Problem: Below is a set of records. Repeat all of them exactly.

Material provided:
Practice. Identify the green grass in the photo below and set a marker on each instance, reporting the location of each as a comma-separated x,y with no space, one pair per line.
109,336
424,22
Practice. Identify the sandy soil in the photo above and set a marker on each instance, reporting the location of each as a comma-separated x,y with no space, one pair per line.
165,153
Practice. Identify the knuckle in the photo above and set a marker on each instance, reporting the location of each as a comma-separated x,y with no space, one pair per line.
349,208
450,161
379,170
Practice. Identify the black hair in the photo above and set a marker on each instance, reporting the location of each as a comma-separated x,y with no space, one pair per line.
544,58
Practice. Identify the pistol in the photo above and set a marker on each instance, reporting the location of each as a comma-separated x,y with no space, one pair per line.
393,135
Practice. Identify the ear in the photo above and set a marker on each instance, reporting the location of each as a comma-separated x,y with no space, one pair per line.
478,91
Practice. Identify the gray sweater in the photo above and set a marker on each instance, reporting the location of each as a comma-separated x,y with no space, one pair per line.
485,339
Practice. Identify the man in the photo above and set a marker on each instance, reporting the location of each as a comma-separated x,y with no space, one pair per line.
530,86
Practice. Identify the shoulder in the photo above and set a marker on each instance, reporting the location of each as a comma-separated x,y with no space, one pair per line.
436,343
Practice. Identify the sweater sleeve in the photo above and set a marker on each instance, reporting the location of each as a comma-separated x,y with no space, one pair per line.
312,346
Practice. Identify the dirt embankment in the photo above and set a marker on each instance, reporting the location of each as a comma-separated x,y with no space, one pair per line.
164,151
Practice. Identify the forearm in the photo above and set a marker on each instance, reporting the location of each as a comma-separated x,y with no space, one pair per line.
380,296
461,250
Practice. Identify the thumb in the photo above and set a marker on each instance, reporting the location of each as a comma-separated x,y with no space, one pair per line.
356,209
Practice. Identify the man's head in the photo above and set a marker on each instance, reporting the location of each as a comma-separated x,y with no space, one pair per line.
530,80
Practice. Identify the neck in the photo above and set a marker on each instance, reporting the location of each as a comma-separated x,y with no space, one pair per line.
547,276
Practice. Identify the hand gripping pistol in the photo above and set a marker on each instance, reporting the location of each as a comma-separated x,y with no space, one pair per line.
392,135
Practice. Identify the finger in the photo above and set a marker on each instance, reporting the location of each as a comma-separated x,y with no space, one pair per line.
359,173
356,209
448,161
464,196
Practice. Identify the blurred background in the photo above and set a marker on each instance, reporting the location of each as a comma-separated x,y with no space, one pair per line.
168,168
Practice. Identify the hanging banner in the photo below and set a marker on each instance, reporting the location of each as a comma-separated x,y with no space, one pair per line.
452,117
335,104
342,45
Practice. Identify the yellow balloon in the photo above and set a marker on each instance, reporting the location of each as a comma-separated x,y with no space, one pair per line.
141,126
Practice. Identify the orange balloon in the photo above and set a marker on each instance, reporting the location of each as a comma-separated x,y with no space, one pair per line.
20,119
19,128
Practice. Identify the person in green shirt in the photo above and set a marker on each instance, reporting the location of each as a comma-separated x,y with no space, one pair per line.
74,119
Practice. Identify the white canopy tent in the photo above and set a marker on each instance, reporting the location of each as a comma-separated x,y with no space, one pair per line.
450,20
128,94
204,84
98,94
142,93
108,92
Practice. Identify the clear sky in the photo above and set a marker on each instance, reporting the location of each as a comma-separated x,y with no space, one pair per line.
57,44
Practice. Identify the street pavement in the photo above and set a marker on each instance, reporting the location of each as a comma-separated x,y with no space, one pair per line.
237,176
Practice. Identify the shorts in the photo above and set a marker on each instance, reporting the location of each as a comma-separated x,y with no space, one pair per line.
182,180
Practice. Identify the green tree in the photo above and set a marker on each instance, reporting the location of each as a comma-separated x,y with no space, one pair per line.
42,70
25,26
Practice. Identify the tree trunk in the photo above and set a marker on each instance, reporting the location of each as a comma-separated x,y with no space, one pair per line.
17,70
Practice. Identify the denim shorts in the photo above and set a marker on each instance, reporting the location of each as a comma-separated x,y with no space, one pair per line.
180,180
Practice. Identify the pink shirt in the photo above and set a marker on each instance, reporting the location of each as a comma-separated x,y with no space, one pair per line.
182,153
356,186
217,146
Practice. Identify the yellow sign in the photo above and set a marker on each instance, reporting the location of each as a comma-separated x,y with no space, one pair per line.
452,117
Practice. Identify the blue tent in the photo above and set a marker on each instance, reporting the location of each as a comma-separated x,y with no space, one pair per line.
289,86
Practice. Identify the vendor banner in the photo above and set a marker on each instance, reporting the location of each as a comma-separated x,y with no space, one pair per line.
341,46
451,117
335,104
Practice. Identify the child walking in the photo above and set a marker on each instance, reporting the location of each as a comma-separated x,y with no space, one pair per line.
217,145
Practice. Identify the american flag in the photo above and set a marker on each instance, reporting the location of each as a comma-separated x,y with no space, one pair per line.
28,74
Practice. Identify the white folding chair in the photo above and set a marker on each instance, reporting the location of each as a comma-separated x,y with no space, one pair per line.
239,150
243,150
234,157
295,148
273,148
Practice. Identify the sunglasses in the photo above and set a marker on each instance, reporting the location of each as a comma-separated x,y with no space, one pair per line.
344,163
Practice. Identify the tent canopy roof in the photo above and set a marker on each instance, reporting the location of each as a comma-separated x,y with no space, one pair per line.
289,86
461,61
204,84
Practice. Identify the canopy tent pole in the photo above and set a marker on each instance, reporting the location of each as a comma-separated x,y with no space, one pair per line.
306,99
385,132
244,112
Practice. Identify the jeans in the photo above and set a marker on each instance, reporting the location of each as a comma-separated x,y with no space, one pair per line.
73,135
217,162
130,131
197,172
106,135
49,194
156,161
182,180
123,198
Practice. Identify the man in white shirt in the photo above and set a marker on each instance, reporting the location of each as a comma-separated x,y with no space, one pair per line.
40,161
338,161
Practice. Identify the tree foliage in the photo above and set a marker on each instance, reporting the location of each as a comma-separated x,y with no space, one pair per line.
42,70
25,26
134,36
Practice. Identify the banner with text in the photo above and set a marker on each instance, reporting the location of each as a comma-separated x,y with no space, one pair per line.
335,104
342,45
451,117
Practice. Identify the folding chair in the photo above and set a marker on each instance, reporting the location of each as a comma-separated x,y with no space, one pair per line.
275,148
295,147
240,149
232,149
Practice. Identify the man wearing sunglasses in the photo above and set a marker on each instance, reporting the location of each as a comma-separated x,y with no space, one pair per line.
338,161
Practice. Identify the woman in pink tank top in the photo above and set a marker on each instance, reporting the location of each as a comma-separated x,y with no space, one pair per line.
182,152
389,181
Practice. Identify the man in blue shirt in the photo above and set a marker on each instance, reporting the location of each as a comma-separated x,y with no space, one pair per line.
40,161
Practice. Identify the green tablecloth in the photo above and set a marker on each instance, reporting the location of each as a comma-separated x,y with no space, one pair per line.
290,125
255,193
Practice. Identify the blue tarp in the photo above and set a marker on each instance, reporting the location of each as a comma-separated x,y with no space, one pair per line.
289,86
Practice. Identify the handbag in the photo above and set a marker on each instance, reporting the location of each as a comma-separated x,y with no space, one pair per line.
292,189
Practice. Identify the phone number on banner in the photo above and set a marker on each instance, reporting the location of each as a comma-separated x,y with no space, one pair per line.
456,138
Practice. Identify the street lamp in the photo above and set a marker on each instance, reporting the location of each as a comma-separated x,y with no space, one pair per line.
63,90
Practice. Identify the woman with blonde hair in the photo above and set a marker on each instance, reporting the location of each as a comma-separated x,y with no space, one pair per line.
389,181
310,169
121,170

The response:
Practice. Identify the green grass in the photo below and set a marker on each instance, reporting the location of each as a comma-separated x,y with no space, one pair per line.
109,336
424,22
Practice. Identify the sandy soil in the photo above and set a marker on each instance, reporting the location of each as a comma-separated x,y with no space, one pair per line.
165,153
Practice. Identify the knuckle in the photo above and set a marker on each instance, reporting the location of each as a comma-separated x,y with no space, one pair per line.
349,208
450,161
379,170
Practice. Identify the black hair in the photo above and set a marker on each instance, reporting the location of each as a comma-separated x,y with no space, one pair per line.
544,58
Practice. Identify the pistol in the photo above and set a marker on each instance, reporting the location of each as a comma-separated x,y with no space, one pair per line.
393,135
Practice. Identify the ear in the photo above and set a marker on each instance, reporting the location of each as a comma-separated x,y with no space, one pair per line.
478,91
Practice. Identify the gray sweater in the photo above and set a marker on each instance, reporting the location of each as a comma-separated x,y with no space, one pair per line.
485,339
Practice. Identify the man in the photo above and set a marker on each instance, reporting the location of each as a comma-separated x,y with no space, one pair per line.
530,86
Practice. Identify the shoulder in the photo above and set a marker on each instance, reporting the location of each as a comma-separated x,y with no space, one pair per line.
436,343
Practice. Identify the sweater sleeve in the photo above and set a marker on each instance, reporting the location of each as a comma-separated x,y with no space, one pair per line.
312,346
Practice. Identify the dirt embankment in the photo above and set a marker on each instance, reporting the location of each as a comma-separated x,y with no space, one pair per line.
164,151
Practice. Identify the forearm in the photo above and set a marker on each instance, reporting the location of each as a comma-separated x,y with no space, one pair per line.
380,296
461,250
Practice. Identify the thumb in the photo above and set a marker on each instance, reporting the location of each as a comma-separated x,y with no space, one pair per line.
356,209
Practice. Identify the man's head in the photo above and set a marker on each instance, reporting the location of each as a comma-separated x,y with no space, one pair per line.
530,80
Practice. Identify the neck in the photo above and set a marker on each instance, reporting the location of each as a comma-separated x,y with no space, one pair per line.
547,276
Practice. Identify the hand gripping pistol in the photo above and set a marker on each instance, reporting the location of each as a comma-separated x,y with no space, one pair per line.
392,135
Practice. Identify the finger in the photo above and set a marker on each instance, reporting the location of each as a comma-separated x,y with no space, one pair per line.
359,173
356,209
448,161
464,196
Practice. Identify the blurred background in the photo above and set a marker on each instance, reporting the location of each as a comma-separated x,y with no space, one pair per line.
168,168
Practice. Identify the hanging banner in the photo below and set a marker on each instance, reporting the location of each as a comma-separated x,y with no space, one pair per line.
452,117
335,104
342,45
Practice. Identify the yellow balloon in the photo above and set a marker on each instance, reporting the location of each as a comma-separated x,y with no space, one pair per line.
141,126
Practice. Identify the orange balloon in the photo above and set a marker on each instance, reporting the location of each as a comma-separated x,y with no space, one pair per line.
20,119
19,128
Practice. Identify the person in green shirt in the photo above and set a marker on each instance, reporting the location of each as a comma-separated x,y with no space, one pair per line.
74,119
Practice. Identify the white canopy tent in the photo above and set a marker on each instance, reporting the location of each as a comma-separated x,y with no space, one pair per line.
450,20
128,94
204,84
98,94
142,93
108,92
Practice. Identify the clear sky in the photo above and set a marker on each instance, reporting the location of each as a comma-separated x,y with no space, one pair per line.
57,44
Practice. Identify the street pavement in the photo above and set a marker on each instance, reporting the location of each as a comma-separated x,y with no space, one pair per line.
237,176
Practice. Identify the shorts in the photo above and set a marker on each instance, reporting the location of each as a comma-separated x,y with no space, one pair per line.
182,180
Practice. Identify the green tree in the photo above and set a marker on each instance, reporting the location of each as a comma-separated x,y with no space, one pair per line.
42,70
25,26
Practice. Identify the tree trunk in the photo above and set a marker on each instance, reporting the location of each as a comma-separated x,y with no space, one pair per line.
17,70
Practice. Identify the denim shorts in the photo above and set a marker on each instance, reporting the location of each as a comma-separated x,y with no space, one pair per line.
180,180
Practice. Identify the pink shirt in the photo above and set a marker on each instance, reporting the location of each as a comma-separated x,y with no space, one pair per line.
182,153
356,186
217,146
Practice. Identify the yellow sign in the photo above and set a marker on each instance, reporting the location of each as a comma-separated x,y with no space, one pair per line.
452,117
Practice. Identify the blue tent in the photo above and set a marker on each instance, reporting the location of each as a comma-separated x,y with no space, one pair per line.
289,86
Practice. Identify the vendor banner in the photo above and set a marker on each instance, reporting the location of each as a comma-separated x,y with no space, one pair per line.
341,46
451,117
335,104
Practice. Identify the child walking in the photo above and set a marker on each instance, reporting the location of each as a comma-separated x,y with no space, one pair per line.
217,145
Practice. Identify the american flag in the photo above and set a marker on each instance, reporting the location of each as a comma-separated x,y with no space, one pair per line.
28,74
Practice. Identify the white folding chair in the photo above and set a marker on each instance, reporting the location of each as a comma-separated x,y with no space, one pair per line.
239,150
243,150
234,157
295,148
273,148
Practice. Identify the sunglasses in the photo above and set a marker on each instance, reporting the location of each as a comma-separated x,y with no space, one pair per line.
344,163
Practice. Identify the tent canopy roof in the photo above and set a marker on each instance, reporting the location of each as a comma-separated x,y with no space, one pair per line.
289,86
461,61
204,84
Practice. Identify the canopy tent pole in the photo above and set a marker on each instance, reporting the location of each as a comma-separated x,y with no space, one pair per line.
306,99
385,132
244,112
Practice. Identify the jeans in the photo above and set a marker on each instance, reporting the location of each as a comma-separated x,y with no space, one pair per line.
73,135
217,162
130,131
197,172
106,135
49,194
156,161
182,180
123,198
Practice. Identify the man in white shirt in the photo above and set a marker on each instance, reporting the location of each as a comma-separated x,y with no space, one pair per line.
40,161
338,161
Practice. Identify the tree foliage in the photo above and set a marker on each instance, reporting the location of each as a comma-separated x,y with no space, one pair per line.
42,70
25,26
134,36
Practice. Identify the banner with text in the photo above and set a marker on each instance, reporting the location of each as a comma-separated x,y with no space, one pair per line.
335,104
342,45
451,117
Practice. Identify the folding chair in the photo above and set a marker on each instance, reporting the location of each as a comma-separated x,y with no space, one pair per line.
275,148
295,147
240,149
232,149
Practice. Identify the man wearing sunglasses in the photo above and set a marker on each instance, reporting the location of each as a comma-separated x,y with no space, one pair per line.
338,161
Practice. Identify the woman in pink tank top in the photo above and set a marker on each instance, reporting the location of each as a comma-separated x,y with no space, one pair per line.
182,152
389,181
Practice. Identify the man in blue shirt in the photo above and set a marker on each instance, reporting the location of each as a comma-separated x,y with no space, one pair per line.
40,161
Practice. Identify the green tablecloth in the photo above and set a marker on each instance, reporting the location of each as a comma-separated x,y with no space, one pair per line.
290,125
255,193
Practice. Identify the blue tarp in the photo above and set a marker on each instance, reporting the location of each as a comma-separated x,y with no space, one pair per line.
289,86
Practice. Identify the handbag in the photo above and set a marker on each instance, reporting the location of each as a comma-separated x,y with no space, one pair per line.
292,189
Practice. Identify the phone number on banner in the photo above and set a marker on each instance, reporting the location of each as a comma-separated x,y with no space, one pair per line.
456,138
Practice. Identify the street lamp in the photo above and set a marker on each instance, reporting the location of each as a comma-separated x,y with no space, one pair per line.
63,90
Practice. Identify the woman with blonde hair in the photo above and set a marker on each instance, reporting the location of each as a comma-separated x,y with no space, one pair per line.
389,181
310,169
121,170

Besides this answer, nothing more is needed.